:: Text extract

The Clever Boys are no more after Tshakhuma Tsha Madzivhandila Football Club bought their franchise on the eve of the club’s century celebrations.

One quick recollection George Mogotsi, who has spent the last 36 years at the club and Derek Blanckensee, who also spent over three decades with the team, have is the infamous breakaway from the then National Professional Soccer League (NPSL) during the height of apartheid in the 80s.

The NPSL was the title of a South African association football league, between 1971 and 1995. During those years, the league, however, had three completely different organisations. In 1971–77 it was only for Black South African teams including Orlando Pirates, Kaizer Chiefs, Moroka Swallows Big XV and Zulu Royals.

Then it merged with National Football League, which previously had been organised only for White South African players in 1959–77. The two leagues together formed a new topflight “non-racial” football league in 1978–84 (also named NPSL), where the “white teams” could field a maximum of three black players.

When the NSL was introduced in 1985, Wits were part of the teams that campaigned in the revamped professional division in the country.

The Students, then a “white team” had no hesitation in joining the likes of Orlando Pirates and Kaizer Chiefs in the newly established NSL at the height of apartheid.

::::

Parts of the exercise ▸
[1] In the passage on Wits football history, what was the maximum number of black players the "white teams" could field in the 1978–84 NPSL?
[2] Reproduce word for word the part of the passage on Wits football history between "The Clever Boys" and "and Zulu Royals.", inclusive.
[3] Continue the passage on Wits football history from its last sentence onward.

:: Supplied data

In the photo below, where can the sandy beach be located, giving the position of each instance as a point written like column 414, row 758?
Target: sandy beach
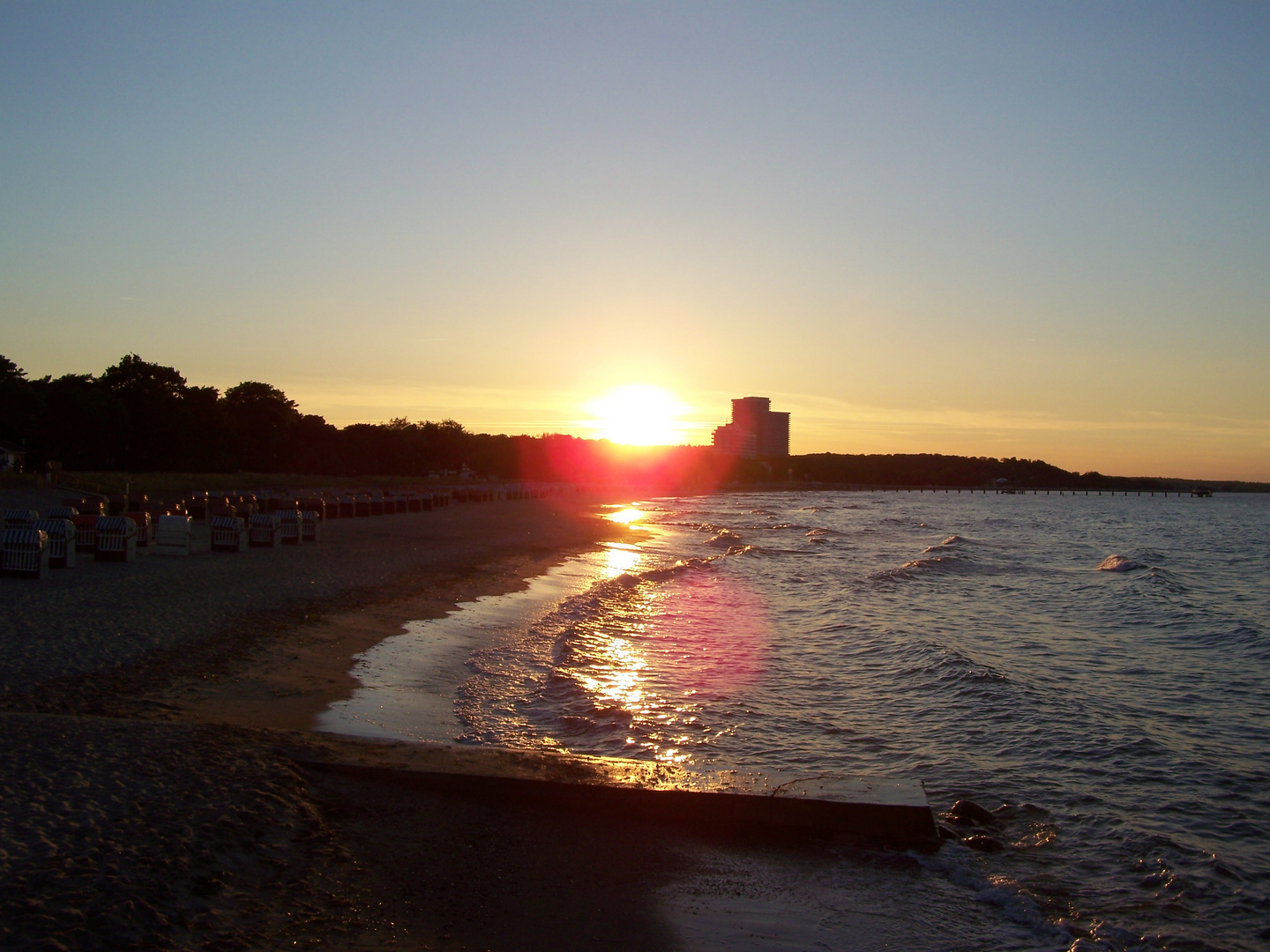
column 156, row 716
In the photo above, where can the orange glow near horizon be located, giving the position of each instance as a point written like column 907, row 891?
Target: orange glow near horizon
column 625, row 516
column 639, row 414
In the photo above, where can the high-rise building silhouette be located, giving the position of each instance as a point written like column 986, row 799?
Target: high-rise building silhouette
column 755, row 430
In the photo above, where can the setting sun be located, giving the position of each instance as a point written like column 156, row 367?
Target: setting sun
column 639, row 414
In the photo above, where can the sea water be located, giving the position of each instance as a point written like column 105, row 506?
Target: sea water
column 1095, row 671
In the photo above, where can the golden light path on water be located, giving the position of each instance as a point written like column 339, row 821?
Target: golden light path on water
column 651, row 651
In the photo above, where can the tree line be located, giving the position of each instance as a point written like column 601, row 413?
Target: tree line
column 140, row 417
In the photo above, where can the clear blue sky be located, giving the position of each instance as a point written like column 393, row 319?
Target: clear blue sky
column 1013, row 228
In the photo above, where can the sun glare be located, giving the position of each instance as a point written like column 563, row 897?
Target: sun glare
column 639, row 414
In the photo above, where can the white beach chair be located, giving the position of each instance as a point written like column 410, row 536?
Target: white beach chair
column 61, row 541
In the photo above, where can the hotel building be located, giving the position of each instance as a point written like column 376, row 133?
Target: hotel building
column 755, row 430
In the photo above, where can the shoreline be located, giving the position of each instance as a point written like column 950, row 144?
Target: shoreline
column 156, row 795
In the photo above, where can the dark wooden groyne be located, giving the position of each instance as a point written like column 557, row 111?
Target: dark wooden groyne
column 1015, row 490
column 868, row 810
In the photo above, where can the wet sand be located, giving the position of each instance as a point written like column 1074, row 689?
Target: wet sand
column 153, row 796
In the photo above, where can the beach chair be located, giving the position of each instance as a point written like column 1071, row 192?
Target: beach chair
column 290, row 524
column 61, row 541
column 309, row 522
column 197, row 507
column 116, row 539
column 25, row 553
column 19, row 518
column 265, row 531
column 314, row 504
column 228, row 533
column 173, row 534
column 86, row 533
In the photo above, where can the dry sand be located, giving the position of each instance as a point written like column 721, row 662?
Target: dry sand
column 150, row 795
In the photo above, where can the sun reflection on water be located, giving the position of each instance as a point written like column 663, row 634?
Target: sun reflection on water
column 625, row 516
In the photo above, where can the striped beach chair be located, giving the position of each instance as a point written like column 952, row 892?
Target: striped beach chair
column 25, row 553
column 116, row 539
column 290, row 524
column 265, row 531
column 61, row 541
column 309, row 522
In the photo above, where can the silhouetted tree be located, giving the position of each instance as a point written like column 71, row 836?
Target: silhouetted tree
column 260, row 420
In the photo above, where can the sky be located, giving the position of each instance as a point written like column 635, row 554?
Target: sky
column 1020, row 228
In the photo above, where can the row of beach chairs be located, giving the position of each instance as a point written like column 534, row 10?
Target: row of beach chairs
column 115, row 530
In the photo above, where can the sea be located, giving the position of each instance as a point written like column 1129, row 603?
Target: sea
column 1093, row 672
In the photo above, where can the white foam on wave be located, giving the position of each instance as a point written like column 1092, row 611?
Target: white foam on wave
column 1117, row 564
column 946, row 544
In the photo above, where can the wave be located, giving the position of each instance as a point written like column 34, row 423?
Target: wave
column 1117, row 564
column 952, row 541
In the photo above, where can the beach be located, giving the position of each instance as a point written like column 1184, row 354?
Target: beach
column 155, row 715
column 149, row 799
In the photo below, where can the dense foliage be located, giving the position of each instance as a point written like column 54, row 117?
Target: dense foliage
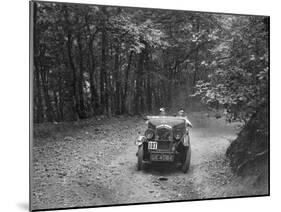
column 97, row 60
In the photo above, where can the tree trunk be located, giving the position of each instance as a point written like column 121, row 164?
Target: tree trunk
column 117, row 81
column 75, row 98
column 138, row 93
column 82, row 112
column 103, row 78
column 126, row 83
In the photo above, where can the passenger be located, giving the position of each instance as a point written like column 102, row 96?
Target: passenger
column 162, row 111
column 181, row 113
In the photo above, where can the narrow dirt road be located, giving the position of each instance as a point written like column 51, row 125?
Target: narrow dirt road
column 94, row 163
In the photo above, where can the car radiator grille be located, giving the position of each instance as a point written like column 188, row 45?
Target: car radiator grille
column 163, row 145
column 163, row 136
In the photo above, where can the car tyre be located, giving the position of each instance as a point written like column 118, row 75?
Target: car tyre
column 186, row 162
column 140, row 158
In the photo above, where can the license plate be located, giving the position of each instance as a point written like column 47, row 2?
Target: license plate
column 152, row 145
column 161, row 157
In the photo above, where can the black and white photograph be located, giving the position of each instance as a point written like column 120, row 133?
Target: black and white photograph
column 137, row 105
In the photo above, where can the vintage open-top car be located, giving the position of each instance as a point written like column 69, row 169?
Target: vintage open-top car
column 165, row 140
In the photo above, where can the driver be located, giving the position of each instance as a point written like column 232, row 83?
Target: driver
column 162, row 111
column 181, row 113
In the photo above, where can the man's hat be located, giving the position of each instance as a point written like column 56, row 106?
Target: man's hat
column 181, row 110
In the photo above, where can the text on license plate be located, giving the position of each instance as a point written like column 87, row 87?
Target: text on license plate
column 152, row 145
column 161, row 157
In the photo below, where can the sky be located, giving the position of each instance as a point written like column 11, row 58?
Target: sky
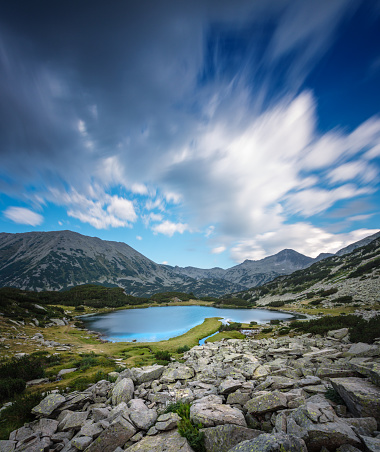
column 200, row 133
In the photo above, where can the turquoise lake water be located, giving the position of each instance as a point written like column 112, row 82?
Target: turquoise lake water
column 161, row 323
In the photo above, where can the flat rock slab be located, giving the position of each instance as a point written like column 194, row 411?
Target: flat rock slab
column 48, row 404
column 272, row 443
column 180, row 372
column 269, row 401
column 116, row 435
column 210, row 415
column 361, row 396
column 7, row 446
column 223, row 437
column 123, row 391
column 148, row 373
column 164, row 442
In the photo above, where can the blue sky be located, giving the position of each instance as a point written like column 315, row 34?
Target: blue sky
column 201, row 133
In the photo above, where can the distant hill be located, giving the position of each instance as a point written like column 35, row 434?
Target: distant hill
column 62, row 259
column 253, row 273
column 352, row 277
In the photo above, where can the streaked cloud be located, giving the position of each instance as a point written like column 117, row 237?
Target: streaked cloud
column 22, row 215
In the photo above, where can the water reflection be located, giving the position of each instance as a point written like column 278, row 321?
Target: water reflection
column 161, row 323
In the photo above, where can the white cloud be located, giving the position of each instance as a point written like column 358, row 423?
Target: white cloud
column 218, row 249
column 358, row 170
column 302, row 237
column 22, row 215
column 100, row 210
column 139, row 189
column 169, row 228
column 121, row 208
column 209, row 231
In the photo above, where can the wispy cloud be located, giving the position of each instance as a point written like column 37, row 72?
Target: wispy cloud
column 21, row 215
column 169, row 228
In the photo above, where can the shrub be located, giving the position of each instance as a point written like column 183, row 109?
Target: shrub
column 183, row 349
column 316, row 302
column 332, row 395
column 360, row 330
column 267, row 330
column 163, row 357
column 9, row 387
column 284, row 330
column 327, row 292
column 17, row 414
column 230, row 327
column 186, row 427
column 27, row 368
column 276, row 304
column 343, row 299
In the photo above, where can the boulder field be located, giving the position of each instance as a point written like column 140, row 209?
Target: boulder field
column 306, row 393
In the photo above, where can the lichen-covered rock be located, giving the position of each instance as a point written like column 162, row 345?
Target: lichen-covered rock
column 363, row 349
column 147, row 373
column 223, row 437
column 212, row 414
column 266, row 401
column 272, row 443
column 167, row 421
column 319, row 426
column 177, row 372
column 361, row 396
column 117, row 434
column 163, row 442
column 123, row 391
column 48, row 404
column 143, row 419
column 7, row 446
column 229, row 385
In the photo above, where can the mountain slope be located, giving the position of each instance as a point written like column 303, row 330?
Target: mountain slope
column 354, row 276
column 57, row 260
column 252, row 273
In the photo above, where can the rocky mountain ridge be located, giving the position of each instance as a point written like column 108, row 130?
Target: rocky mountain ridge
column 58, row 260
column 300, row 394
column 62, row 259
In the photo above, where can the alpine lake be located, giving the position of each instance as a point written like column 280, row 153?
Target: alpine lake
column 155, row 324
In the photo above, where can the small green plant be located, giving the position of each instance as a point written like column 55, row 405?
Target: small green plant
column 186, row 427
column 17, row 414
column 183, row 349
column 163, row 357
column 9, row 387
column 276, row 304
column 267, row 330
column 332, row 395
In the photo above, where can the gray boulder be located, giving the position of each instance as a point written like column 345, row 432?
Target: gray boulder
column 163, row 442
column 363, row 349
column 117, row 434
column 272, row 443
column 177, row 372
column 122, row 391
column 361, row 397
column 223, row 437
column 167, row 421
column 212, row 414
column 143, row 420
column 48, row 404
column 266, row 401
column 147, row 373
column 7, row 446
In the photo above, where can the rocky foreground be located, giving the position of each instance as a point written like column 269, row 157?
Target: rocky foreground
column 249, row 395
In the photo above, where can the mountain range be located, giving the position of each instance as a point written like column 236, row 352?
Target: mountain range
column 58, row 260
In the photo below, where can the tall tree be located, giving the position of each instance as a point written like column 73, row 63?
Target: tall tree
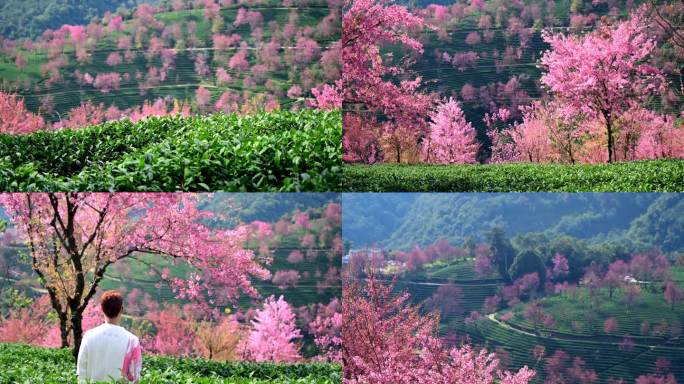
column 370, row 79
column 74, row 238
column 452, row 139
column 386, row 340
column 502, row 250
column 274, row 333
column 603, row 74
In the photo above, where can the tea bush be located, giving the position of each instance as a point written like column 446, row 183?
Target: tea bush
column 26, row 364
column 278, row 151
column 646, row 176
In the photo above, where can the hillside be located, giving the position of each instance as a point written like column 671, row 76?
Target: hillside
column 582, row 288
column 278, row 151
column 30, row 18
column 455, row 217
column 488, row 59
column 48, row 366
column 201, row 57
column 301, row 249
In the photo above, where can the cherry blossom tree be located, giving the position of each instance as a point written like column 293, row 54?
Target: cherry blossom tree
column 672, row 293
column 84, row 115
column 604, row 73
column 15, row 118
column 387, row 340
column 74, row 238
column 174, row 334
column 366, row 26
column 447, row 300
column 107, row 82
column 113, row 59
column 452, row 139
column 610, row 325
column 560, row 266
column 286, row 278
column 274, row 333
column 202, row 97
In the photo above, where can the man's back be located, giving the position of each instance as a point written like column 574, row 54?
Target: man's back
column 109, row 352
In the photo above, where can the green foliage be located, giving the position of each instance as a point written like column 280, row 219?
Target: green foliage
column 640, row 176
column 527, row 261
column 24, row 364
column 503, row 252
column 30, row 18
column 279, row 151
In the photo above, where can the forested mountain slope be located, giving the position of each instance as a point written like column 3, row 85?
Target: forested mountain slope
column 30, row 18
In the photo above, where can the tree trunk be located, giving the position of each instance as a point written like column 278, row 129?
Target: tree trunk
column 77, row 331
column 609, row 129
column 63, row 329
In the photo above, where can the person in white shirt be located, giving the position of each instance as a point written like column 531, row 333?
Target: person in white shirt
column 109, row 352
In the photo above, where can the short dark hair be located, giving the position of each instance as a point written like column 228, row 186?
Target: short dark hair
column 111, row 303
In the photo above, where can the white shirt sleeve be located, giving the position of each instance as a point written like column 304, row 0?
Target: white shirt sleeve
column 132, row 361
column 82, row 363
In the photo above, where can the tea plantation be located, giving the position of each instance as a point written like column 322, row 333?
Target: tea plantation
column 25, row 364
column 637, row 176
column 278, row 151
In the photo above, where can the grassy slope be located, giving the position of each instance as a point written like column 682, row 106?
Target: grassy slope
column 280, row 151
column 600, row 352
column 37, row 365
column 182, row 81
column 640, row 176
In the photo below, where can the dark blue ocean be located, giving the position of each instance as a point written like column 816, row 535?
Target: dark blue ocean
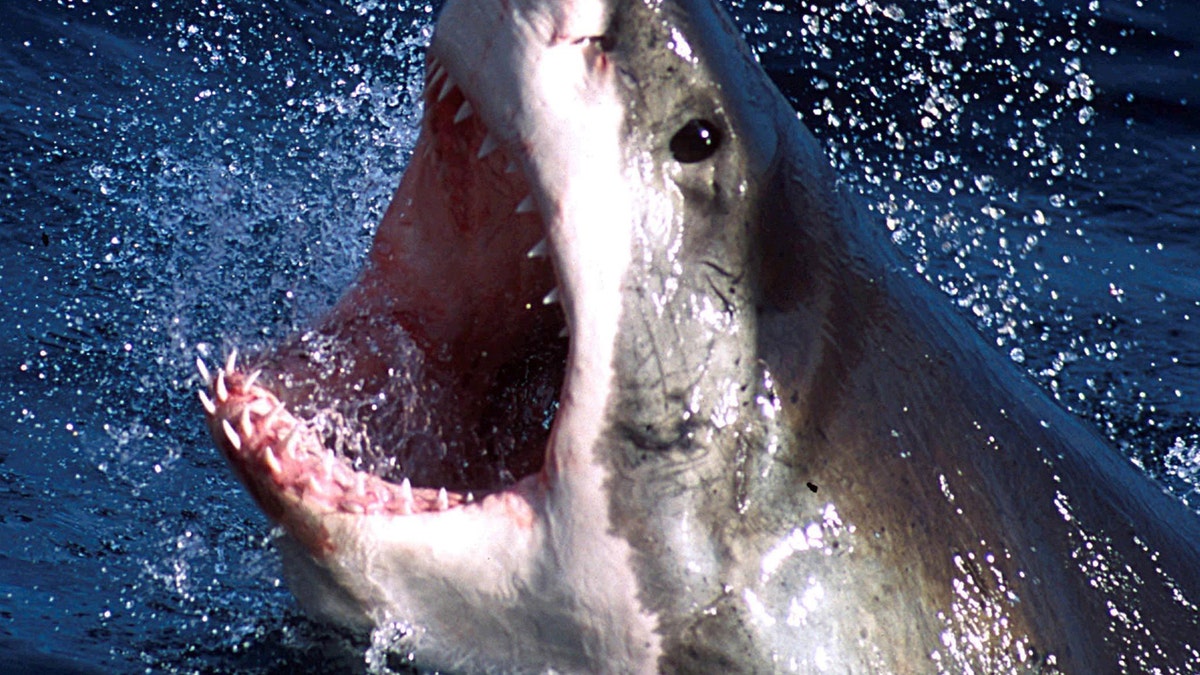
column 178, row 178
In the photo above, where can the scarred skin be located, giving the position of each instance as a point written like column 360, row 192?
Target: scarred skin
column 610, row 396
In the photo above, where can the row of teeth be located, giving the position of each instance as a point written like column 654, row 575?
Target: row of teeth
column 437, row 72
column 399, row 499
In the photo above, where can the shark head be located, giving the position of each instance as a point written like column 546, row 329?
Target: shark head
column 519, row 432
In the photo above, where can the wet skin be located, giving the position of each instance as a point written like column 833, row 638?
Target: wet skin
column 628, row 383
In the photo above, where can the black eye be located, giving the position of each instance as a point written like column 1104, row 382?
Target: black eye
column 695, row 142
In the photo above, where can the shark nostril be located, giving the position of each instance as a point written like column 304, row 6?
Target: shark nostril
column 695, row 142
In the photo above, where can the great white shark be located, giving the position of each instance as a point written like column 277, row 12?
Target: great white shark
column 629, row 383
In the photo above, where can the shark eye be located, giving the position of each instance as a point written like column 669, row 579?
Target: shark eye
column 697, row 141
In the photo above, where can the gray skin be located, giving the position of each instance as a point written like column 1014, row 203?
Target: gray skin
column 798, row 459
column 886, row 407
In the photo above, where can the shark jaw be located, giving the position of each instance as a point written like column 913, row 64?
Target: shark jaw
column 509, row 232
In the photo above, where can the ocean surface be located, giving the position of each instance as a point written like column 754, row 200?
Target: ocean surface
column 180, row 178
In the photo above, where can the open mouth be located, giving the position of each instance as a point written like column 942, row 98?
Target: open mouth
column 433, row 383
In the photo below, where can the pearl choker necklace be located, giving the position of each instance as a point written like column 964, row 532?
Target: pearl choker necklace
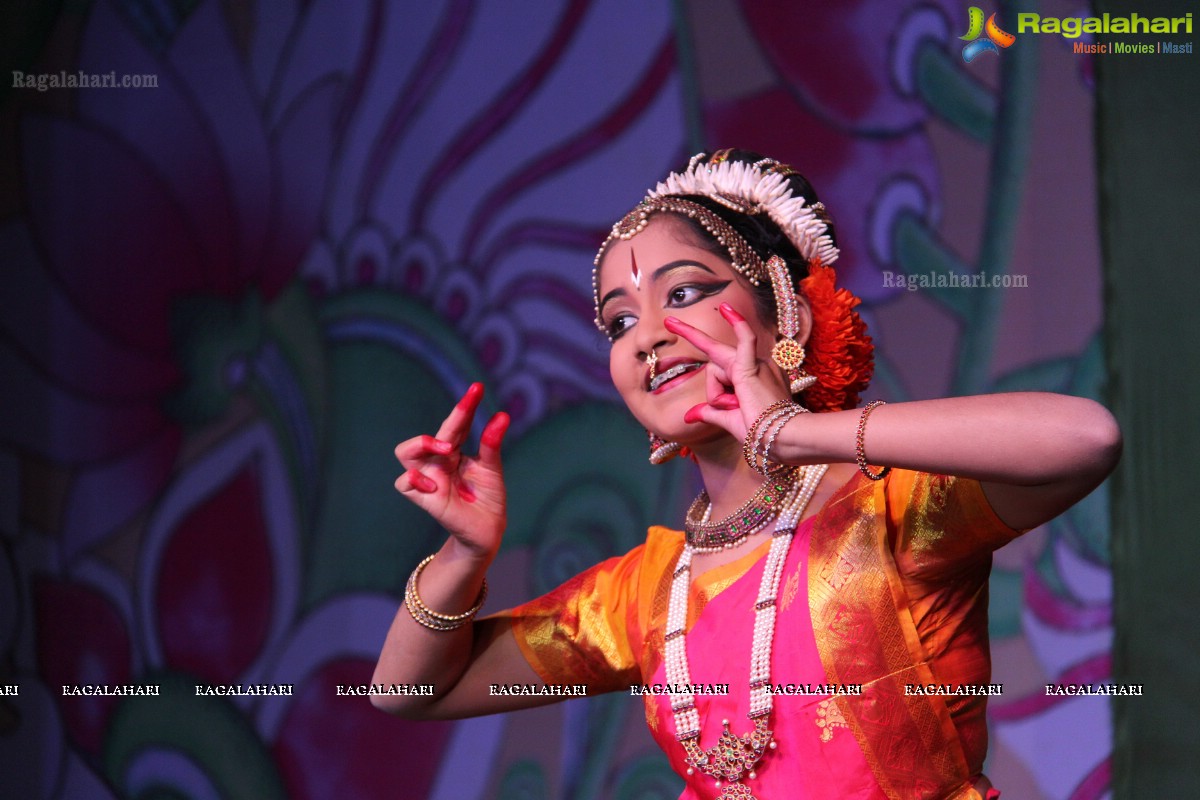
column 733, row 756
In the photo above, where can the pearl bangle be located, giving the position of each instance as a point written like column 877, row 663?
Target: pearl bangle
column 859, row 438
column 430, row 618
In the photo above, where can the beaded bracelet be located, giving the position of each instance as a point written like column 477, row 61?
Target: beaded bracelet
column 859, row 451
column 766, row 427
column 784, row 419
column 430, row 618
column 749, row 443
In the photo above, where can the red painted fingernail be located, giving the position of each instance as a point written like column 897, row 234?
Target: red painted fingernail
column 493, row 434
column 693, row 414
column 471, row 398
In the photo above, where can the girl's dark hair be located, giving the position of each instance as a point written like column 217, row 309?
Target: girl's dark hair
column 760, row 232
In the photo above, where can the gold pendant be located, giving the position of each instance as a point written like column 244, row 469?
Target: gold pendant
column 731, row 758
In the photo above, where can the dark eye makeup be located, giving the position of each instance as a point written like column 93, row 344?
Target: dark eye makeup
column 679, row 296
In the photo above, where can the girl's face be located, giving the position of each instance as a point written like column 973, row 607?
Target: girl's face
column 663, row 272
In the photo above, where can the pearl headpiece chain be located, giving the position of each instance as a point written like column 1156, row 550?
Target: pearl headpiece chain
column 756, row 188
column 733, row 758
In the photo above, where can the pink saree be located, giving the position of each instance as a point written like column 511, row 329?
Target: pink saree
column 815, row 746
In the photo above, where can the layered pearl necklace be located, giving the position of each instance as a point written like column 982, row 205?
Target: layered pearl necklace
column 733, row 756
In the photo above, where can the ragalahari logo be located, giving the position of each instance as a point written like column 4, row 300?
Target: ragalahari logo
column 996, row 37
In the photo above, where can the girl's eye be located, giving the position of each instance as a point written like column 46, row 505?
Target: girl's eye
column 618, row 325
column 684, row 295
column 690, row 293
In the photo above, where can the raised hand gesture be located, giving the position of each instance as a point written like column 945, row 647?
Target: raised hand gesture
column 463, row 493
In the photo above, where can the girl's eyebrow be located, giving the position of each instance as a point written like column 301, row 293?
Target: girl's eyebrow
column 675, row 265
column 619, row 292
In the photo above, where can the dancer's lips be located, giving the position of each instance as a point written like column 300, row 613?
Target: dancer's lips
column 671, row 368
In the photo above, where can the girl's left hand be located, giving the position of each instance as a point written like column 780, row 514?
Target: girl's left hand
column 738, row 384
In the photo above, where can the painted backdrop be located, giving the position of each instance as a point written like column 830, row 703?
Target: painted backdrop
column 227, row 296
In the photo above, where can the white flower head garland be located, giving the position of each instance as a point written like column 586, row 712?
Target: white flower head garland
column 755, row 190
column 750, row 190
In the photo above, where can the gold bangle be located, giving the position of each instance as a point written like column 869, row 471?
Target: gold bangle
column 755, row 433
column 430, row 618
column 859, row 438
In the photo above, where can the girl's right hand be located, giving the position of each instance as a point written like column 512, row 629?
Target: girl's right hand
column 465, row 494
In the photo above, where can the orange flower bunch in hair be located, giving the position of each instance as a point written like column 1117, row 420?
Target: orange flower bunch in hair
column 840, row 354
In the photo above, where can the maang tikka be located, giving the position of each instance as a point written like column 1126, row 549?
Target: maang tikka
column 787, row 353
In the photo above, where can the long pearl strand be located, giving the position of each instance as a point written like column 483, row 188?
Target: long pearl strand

::::

Expected outputs ▸
[1] Three

[2]
The Clever Boys are no more after Tshakhuma Tsha Madzivhandila Football Club bought their franchise on the eve of the club’s century celebrations.

One quick recollection George Mogotsi, who has spent the last 36 years at the club and Derek Blanckensee, who also spent over three decades with the team, have is the infamous breakaway from the then National Professional Soccer League (NPSL) during the height of apartheid in the 80s.

The NPSL was the title of a South African association football league, between 1971 and 1995. During those years, the league, however, had three completely different organisations. In 1971–77 it was only for Black South African teams including Orlando Pirates, Kaizer Chiefs, Moroka Swallows Big XV and Zulu Royals.

[3]
Blanckensee recalls how Wits broke numerous apartheid laws to play in the townships without permits. And there is one Soweto outing he remembers vividly as though it were yesterday.

“I was on the bus with the team when we went into Soweto to play out first match in a township. We had been warned by the government that we would be breaking the law, but Raymond Hack and Ronnie Schloss (Chairman and President at the time) responded that if needs be we should be arrested and detained, but we would not apply for a permit,” Blanckensee says.

Luckily, on that particular day The Students’ bus made it to the Orlando Stadium without being stopped.

“The old Orlando Stadium had a big sand parking area on the east side. As the bus approached it seemed to us that the whole crowd was standing in the parking area instead of being inside the stadium,” Blanckensee says of his first visit to the township. It was jam packed. This ‘brave white team’ had attracted a massive crowd.

“To be honest, as a young guy going into a township for the first time, this made me a little nervous. As the bus turned into the parking area, the crowd, as one, broke out into applause. They were there to welcome us, and presumably to recognise the stand we had taken against the authorities,” he says.

Mogotsi recalls another time when Schloss landed in trouble with apartheid police over breaking similar curfews.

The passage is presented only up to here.